**EXCERPTED TEXT**
● ● ●
Prior art

The USPTO website provides tools for searching patents, including Patent Public Search which allows searching by patent number.

The most relevant prior art for US Patent 11012252, "Active Ethernet Cable," as identified in its patent citations, is analyzed below. The analysis focuses on how these references potentially anticipate claims under 35 U.S.C. § 102, which generally relates to novelty and states that an invention cannot be patented if it was known or used by others before the applicant invented it, or if it was patented or described in a printed publication more than one year before the application date.

Here are the cited patents and their potential relevance:

1. US7049937B1

• Full Citation: US7049937B1, "Self-identifying cable for interconnecting electronic devices," granted May 23, 2006.
• Publication/Filing Date: June 11, 2002 (priority date).
● ● ●
**PROVIDED RECORDS**
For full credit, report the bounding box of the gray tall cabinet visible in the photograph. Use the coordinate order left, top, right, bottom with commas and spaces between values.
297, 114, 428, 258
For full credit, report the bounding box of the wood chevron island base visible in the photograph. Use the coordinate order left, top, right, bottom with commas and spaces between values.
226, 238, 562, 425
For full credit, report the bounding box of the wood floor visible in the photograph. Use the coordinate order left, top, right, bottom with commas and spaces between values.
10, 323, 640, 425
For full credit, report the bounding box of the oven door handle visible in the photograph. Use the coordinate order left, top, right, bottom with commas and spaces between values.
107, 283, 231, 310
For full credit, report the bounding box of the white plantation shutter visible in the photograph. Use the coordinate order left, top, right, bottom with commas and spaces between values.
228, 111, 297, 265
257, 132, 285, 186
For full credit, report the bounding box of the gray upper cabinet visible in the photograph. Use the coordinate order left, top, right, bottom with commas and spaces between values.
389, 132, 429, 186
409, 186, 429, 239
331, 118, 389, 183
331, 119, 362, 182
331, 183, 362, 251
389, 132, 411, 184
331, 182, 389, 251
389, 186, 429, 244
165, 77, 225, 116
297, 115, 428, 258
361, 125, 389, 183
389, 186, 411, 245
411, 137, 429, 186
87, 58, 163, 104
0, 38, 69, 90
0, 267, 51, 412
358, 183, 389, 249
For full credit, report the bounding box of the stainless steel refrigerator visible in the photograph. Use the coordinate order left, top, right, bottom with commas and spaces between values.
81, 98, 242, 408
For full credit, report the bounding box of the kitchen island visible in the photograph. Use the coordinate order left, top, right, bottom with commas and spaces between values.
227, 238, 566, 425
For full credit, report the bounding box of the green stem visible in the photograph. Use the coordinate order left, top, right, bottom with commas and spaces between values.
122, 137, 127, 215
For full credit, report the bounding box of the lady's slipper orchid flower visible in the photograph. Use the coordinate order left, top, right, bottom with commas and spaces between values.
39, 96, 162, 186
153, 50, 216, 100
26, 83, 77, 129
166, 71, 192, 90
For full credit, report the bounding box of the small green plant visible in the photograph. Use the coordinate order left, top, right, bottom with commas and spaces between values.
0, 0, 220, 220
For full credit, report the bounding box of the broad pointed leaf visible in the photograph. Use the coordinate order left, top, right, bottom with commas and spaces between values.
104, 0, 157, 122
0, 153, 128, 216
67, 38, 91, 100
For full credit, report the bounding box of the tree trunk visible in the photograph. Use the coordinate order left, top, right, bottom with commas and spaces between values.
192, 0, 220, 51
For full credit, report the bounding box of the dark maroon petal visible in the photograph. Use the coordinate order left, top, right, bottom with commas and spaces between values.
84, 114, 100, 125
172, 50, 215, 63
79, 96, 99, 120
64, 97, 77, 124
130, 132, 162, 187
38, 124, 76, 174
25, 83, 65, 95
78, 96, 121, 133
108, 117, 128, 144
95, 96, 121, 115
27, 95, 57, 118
● ● ●
**YOUR GOAL**
In the prior-art analysis, when was US7049937B1 granted?

**THE RESPONSE**
May 23, 2006